## Work instructions:
a) Using the article on the First Book program below, answer the following:
(i) Approximately how many volunteers participated in the project?
(ii) Which recipient received the largest number of books, and roughly how many did it receive?
(iii) Who is the librarian from Parker Elementary School?
b) From the article on the First Book program below, reproduce word for word the stretch from "The volunteers got" through "on March 18.".

───── Selected excerpt ─────

Trenton, N.J. – Mercer County Community College (MCCC) turned a new page during Spring Break as volunteers rolled up their sleeves to participate in First Book, a national initiative that seeks to provide new high-quality books to schools and county organizations that serve preschoolers through 12th graders.  By the end of the week of March 20, close to 30,000 books were either delivered or picked up from MCCC's Trenton Campus, with 59 local schools and community organizations benefiting from the program.

MCCC joins Burlington County College (BCC), which launched the program in New Jersey last year, after three years of planning by the African American Chamber of Commerce of New Jersey and N.J. Secretary of Higher Education Rochelle Hendricks.

According to Monica Weaver, Provost at the Trenton Campus, approximately 50 volunteers participated in the project, including MCCC college students, Student Government representatives, Phi Theta Kappa Honor Society students and members of Youth Corps. The volunteers first spent a day at BCC, where they were trained by volunteer librarians who shared their expertise in sorting the books for various age groups.  Once the books arrived in Trenton, the students were there to continue the process of sorting and boxing them for pick-up.

The volunteers got much deserved thanks throughout the first day of pick-up, including from Trenton Schools Superintendent Francisco Duran.  “Students come to us not having opportunities," he told the group.  "That starts in their pre-school years.  First Book is helping to close the opportunity gap. It’s another example of a great partnership with Mercer County Community College.”  The Trenton School District was the largest recipient of books, with approximately 22,000 delivered to the district on March 18.

One of the volunteers’ last steps before they boxed the books was to label them with a “First Book” sticker that asks the book’s new owner to fill in his or her name where it says: ‘This book belongs to.”
 
That message of ownership resonated with Nwasha Edu, who arrived to pick up books for Very Important People (VIP) Community Learning Centers, an after-school and summer program for Trenton high school students.

“Unfortunately a lot of children do not have their own books at home," Edu said. "It’s great for young people to have a book to take care of.  These are brand new books that they are going to value."

Miriam Lewis, librarian from Parker Elementary School, also spoke of the program’s benefits.  “These books will go home in the hands of our children.  It will be like giving them lollipops and candy.  Thanks to all of you.  What you are doing is wonderful.”

───── Listed records ─────

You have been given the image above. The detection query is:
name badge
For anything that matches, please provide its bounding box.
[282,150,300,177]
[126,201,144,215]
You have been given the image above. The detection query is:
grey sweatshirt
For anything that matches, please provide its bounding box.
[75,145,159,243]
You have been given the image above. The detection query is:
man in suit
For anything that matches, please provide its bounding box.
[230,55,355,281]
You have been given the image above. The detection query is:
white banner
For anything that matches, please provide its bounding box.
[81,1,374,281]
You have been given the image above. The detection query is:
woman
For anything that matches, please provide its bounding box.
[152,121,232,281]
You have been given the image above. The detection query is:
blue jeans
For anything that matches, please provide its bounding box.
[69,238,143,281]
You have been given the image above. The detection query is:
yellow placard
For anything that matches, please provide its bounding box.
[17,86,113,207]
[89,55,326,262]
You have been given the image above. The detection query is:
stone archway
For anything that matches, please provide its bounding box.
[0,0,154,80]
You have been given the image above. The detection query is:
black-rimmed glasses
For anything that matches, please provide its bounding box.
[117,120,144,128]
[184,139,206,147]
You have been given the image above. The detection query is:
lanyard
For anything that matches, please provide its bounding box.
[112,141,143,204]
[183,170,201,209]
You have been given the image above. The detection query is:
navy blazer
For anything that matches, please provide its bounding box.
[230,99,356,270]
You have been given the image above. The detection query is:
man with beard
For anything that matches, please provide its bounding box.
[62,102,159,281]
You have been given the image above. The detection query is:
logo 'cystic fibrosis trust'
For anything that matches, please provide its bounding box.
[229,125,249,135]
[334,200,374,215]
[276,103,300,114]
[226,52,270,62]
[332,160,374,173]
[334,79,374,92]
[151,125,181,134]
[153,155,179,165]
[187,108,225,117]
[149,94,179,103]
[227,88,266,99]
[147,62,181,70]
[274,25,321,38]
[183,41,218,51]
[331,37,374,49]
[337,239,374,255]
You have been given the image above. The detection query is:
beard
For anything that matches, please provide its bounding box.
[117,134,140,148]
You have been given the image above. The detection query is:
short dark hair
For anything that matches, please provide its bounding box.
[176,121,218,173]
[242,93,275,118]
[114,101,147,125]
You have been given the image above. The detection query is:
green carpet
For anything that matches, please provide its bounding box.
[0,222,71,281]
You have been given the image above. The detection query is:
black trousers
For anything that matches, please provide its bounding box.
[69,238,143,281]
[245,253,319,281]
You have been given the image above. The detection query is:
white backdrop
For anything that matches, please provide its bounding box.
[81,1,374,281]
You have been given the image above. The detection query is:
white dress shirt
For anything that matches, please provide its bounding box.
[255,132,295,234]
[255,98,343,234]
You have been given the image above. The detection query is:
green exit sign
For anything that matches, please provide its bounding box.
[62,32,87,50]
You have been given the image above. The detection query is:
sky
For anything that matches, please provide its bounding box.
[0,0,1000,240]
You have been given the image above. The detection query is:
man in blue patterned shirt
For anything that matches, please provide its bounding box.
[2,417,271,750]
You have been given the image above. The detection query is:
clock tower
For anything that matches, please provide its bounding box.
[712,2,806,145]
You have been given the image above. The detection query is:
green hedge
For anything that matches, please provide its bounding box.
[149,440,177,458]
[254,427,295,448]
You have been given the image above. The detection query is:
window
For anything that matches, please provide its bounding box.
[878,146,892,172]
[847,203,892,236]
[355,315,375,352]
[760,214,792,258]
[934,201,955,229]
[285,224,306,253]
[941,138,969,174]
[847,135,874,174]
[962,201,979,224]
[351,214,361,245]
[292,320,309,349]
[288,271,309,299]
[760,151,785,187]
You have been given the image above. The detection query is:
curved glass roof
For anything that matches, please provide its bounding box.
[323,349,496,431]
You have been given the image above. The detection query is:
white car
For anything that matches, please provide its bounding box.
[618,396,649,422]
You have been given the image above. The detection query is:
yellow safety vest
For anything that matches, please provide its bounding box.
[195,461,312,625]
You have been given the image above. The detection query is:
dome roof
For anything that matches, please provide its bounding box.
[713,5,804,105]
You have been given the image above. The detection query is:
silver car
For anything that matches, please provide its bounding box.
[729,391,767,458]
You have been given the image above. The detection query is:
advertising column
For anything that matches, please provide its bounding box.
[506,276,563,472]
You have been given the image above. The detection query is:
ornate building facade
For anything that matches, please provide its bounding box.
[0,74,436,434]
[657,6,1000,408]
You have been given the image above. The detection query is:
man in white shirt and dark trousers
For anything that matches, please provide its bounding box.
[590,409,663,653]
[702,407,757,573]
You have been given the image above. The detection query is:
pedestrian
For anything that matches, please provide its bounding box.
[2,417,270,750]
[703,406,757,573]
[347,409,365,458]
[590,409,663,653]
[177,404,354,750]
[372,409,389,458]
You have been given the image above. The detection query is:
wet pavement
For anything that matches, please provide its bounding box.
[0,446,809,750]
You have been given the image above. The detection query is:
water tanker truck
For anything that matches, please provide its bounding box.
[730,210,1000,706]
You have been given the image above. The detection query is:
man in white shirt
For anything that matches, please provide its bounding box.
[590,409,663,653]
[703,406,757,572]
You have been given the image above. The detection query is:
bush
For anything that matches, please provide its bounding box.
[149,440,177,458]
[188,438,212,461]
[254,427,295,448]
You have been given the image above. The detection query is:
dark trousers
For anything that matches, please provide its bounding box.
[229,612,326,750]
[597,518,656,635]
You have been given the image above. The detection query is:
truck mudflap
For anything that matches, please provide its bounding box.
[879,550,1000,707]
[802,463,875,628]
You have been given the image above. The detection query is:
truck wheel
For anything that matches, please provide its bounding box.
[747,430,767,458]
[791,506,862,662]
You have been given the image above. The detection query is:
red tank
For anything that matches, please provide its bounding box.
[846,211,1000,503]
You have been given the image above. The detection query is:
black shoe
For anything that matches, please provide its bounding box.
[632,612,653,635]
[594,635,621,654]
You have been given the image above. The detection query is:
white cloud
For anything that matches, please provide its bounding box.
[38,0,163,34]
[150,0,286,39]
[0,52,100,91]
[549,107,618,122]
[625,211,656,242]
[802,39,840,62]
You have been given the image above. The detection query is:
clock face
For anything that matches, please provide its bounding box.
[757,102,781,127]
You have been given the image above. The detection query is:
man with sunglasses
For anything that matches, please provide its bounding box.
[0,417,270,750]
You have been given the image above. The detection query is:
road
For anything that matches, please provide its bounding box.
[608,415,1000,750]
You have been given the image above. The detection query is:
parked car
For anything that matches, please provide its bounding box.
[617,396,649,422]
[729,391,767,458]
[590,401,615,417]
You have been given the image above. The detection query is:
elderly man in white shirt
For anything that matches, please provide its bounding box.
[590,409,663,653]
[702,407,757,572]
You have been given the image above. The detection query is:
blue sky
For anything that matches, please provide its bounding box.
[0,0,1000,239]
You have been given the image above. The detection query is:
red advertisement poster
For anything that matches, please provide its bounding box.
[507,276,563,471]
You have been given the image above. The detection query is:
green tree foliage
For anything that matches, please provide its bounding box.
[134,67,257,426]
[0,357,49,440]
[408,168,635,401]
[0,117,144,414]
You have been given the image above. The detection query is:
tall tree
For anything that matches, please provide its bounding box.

─────

## Answers to the problems:
a)
(i) Approximately 50 volunteers.
(ii) The Trenton School District, with approximately 22,000 books.
(iii) Miriam Lewis.

b)
The volunteers got much deserved thanks throughout the first day of pick-up, including from Trenton Schools Superintendent Francisco Duran.  “Students come to us not having opportunities," he told the group.  "That starts in their pre-school years.  First Book is helping to close the opportunity gap. It’s another example of a great partnership with Mercer County Community College.”  The Trenton School District was the largest recipient of books, with approximately 22,000 delivered to the district on March 18.